- _Written request A_
In the piece on Frank Zappa's "Inca Roads," at what age did George Duke die?

- _Source excerpt_
Frank Zappa – Inca Roads

One Size Fits All
Year :
Captain Beefheart / The Mars Volta / Primus

You know how sometimes something happens and it hits you harder than you expect? That’s how I felt a couple nights ago when I glanced at the trending topics on Twitter (where you can follow all of us, btw). This is always a bit dangerous, because the internet is often a microcosm of scary reminders about the world at large. That night, however, I noticed something odd: George Duke, jazz legend, featured in among the Justin Bieber hashtags. I’d love to say I was excited and hopeful that he was doing something exciting and noteworthy that got him some modern attention. Duke worked with Frank Zappa, well known for recruiting super talented and avant-garde musicians, so he was technically capable of nearly anything. I knew better, though. There’s only one way a man like George Duke breaks the twitter trend stronghold, and even then it was a surprise to see him there. I clicked, and it was confirmed: George Duke, dead at 67.

Admittedly, I knew very little about the man outside of his Zappa connection, but that was enough to make the announcement seem surreal. Hadn’t I just thought this summer that it would be amazing if George toured with either Dweezil’s fall tour based on Roxy and Elsewhere or someday got together with Project/Object, regular Ike Willis’ performing buddies and frequent haunt of various ’70s era Zappa alums? Didn’t I pull out his album Feel for the first time recently? Isn’t he the first voice I hear on my favorite of Frank’s albums? All true. And now he’s gone. The impact that fact had on me was surprising.

I would like to, then, interrupt my regularly scheduled programming to talk about the man in the only context I truly feel qualified to speak from.

Duke’s voice cuts through a bouncy, spacey intro when it first appears on Frank Zappa’s One Size Fits All. He turns a nonsense lyric about a vehicle landing in the Andes into a beautiful jazz riff, persevering despite the signature Zappa disruptions peppering the track. That is perhaps the thing one notes first about Duke’s time with Zappa: he is probably the most conventionally talented vocalist in the stable (especially considering tracks fronted by Sal Marquez, Terry Bozzio, and even Captain Beefheart). It is less obvious the way his keys leave their mark across the tracks they touch, but when you listen to the album through, and you consider the tone on the intro to “Po-Jama People,” or their synthetic austerity sustaining over the march rhythm of “Andy,” you start to realize just how important he was to the late editions of The Mothers of Invention.

- _Written request B_
Output every line of the entries below as a JSON list of strings, one string per line, leaving out blank lines.

- _Input rows_
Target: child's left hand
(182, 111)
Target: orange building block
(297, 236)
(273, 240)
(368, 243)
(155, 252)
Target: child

- _Problem solution A_
He died at 67.

- _Problem solution B_
[
  "Target: child's left hand",
  "(182, 111)",
  "Target: orange building block",
  "(297, 236)",
  "(273, 240)",
  "(368, 243)",
  "(155, 252)",
  "Target: child"
]